- [Task to complete]: The records that follow need to be output exactly as they are.

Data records

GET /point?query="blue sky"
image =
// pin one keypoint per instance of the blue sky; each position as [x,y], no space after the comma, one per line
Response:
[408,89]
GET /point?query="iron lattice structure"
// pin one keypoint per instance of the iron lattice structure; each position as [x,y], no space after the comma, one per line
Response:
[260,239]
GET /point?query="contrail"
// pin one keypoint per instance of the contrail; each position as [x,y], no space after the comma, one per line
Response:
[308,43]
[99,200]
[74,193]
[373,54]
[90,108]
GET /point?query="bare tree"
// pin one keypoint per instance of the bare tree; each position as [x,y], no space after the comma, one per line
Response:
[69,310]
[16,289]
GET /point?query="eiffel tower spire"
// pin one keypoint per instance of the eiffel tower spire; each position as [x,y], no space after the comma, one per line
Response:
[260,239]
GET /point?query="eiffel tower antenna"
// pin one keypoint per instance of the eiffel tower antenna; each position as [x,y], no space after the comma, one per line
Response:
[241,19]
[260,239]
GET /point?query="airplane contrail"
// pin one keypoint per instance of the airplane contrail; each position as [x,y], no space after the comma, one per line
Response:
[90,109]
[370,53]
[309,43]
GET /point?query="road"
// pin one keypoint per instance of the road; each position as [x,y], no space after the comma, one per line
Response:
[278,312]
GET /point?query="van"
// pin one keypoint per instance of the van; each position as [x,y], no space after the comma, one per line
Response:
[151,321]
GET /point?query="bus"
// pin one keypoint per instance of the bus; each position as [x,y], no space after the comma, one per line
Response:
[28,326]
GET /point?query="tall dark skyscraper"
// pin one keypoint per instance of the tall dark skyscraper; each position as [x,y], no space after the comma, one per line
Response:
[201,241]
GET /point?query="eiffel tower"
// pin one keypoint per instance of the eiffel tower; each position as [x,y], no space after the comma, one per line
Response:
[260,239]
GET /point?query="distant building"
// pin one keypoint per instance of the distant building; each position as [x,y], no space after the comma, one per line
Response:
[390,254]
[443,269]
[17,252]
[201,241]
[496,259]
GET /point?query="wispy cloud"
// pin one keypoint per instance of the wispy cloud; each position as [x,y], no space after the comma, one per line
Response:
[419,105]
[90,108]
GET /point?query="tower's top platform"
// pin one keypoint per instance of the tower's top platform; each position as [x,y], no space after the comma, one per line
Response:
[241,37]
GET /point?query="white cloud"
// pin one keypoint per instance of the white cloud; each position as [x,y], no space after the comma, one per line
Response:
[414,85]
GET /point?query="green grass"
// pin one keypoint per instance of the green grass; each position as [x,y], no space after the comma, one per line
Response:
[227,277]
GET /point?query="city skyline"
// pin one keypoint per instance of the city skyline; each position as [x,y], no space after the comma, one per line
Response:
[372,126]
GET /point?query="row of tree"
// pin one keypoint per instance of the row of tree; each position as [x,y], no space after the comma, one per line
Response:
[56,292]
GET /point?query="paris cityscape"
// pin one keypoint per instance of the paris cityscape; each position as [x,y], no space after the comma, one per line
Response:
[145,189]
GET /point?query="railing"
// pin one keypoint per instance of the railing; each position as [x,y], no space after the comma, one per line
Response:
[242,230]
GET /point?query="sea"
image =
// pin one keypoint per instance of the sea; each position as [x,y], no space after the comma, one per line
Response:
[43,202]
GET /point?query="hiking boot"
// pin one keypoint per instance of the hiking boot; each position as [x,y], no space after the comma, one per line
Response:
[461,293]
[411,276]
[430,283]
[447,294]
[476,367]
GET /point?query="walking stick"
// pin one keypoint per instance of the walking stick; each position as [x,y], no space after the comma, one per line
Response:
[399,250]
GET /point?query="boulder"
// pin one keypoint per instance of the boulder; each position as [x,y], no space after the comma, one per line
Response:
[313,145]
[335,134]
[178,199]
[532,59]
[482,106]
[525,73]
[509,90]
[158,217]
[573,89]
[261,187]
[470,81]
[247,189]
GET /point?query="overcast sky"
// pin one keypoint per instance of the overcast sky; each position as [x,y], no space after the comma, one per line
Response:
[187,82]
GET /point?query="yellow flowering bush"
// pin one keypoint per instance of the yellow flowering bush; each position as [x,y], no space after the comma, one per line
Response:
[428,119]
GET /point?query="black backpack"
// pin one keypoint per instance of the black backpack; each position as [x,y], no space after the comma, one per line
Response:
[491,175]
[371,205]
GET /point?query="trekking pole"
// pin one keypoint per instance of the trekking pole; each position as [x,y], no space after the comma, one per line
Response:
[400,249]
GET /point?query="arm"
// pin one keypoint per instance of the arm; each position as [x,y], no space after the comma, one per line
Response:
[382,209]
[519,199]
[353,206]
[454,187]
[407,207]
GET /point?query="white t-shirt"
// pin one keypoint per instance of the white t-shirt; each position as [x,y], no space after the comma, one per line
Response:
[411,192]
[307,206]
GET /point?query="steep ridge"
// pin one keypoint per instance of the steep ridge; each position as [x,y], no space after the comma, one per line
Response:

- [Correct output]:
GET /point?query="blue sky"
image =
// pin one keypoint per instance of the blue sky; each position as [x,y], no space after the comma, one per line
Response:
[408,89]
GET /point?query="iron lattice structure"
// pin one keypoint per instance of the iron lattice structure; each position as [x,y], no space after the comma, one per line
Response:
[260,239]
GET /point?query="contrail"
// pin one keypoint per instance of the contrail; each position as [x,y], no space after the comma, one per line
Response:
[308,43]
[99,200]
[74,193]
[373,54]
[90,108]
GET /point?query="bare tree"
// pin one keypoint per instance of the bare tree; each position as [x,y], no space after the comma, one per line
Response:
[69,310]
[16,289]
GET /point?query="eiffel tower spire"
// pin one keypoint per instance of the eiffel tower spire; each position as [x,y], no space after the comma, one per line
Response:
[260,239]
GET /point?query="eiffel tower antenna"
// pin one keypoint per instance of the eiffel tower antenna; each position as [x,y], no space after the comma, one per line
Response:
[241,19]
[260,239]
GET /point?query="airplane contrail"
// pin one keypoint per instance of the airplane contrail; each position as [x,y], no space after the comma, one per line
Response:
[90,109]
[370,53]
[309,43]
GET /point?query="road"
// pin one keypoint per instance of the road; each position as [x,y], no space after the comma, one per line
Response:
[278,312]
GET /point?query="van"
// pin one keypoint per instance of the van; each position as [x,y], no space after the comma, one per line
Response:
[151,321]
GET /point?query="bus"
// pin one keypoint per instance of the bus; each position as [x,y], no space after the comma, one per line
Response:
[28,326]
GET /point?query="tall dark skyscraper"
// pin one keypoint per instance of the tall dark skyscraper; each position as [x,y], no space after the comma, one per line
Response:
[201,241]
GET /point?query="eiffel tower"
// pin one keypoint per instance of the eiffel tower; each position as [x,y], no space after the comma, one per line
Response:
[260,239]
GET /point?query="distant building"
// pin one keypoint per instance of the distant building; each position as [x,y], no space after the comma, one per line
Response:
[390,254]
[443,269]
[17,252]
[201,241]
[496,259]
GET /point?query="wispy cloud"
// pin one keypoint per instance of the wispy cloud; each position as [x,y], no space after the comma, one per line
Response:
[419,105]
[90,108]
GET /point?query="tower's top platform"
// pin one keypoint per instance of the tower's top platform; each position as [x,y], no space after the comma, one per line
Response:
[241,37]
GET /point?query="white cloud"
// pin one keypoint per instance of the white cloud; each position as [x,y], no space after the comma, one per line
Response:
[414,85]
GET /point?query="green grass"
// pin one keypoint per instance of the green grass; each position as [x,y], no space after the comma, one per line
Response:
[227,277]
GET /point?query="city skyline"
// pin one keypoint per instance of the city skyline; each position as [x,y], no space after the comma, one per line
Response:
[372,126]
GET /point?query="row of tree"
// pin one keypoint per instance of the row of tree; each position as [x,y], no space after the comma, one per line
Response:
[56,292]
GET /point?query="paris cityscape"
// pin one keypoint per instance of the paris cityscape; each position as [x,y], no space after the comma, one per line
Response:
[145,189]
GET /point?query="railing"
// pin one keypoint per instance of the railing; each position as [x,y], no space after the comma, one per line
Response:
[242,230]
GET /point?query="sea"
image =
// pin one keypoint per instance of the sea; each position as [x,y], no space after the comma, one per line
Response:
[43,202]
GET /point?query="hiking boot"
// pin one keypoint per instance of the hiking boot; each position as [x,y], no space after the comma, one per line
Response:
[461,293]
[411,276]
[430,283]
[447,294]
[476,367]
GET /point?query="walking stick"
// pin one keypoint per instance of the walking stick; each position as [x,y], no space after the comma, one per line
Response:
[399,250]
GET /point?query="boulder"
// pin one keypoint per instance of the boulder; each position as [x,y], no space after the comma, one per line
Response:
[313,145]
[335,134]
[178,199]
[532,59]
[482,106]
[525,73]
[509,90]
[158,217]
[573,89]
[261,187]
[470,81]
[247,189]
GET /point?query="overcast sky"
// pin one keypoint per instance of the overcast sky; each position as [x,y], no space after the comma, one per line
Response:
[187,82]
GET /point?query="yellow flowering bush"
// pin one keypoint per instance of the yellow flowering bush; each position as [x,y], no space after the comma, one per line
Response:
[428,119]
GET /point?query="black backpack"
// pin one keypoint per instance of the black backpack; each position as [x,y], no space after the comma, one per line
Response:
[491,175]
[371,205]
GET /point?query="trekking pole"
// pin one keypoint per instance of the trekking pole; each position as [x,y], no space after the comma, one per line
Response:
[400,249]
GET /point?query="arm"
// pin one keypoint per instance of the arm; each position as [x,y], no space after the comma, one per line
Response:
[382,209]
[519,199]
[353,206]
[454,187]
[407,207]
GET /point?query="white t-shirt"
// pin one keypoint per instance of the white t-shirt; each position as [x,y], no space after the comma, one per line
Response:
[411,192]
[307,206]
GET /point?query="steep ridge"
// pin one keypoint per instance of the steep ridge; each position as [x,y], no space after the comma, one per line
Response:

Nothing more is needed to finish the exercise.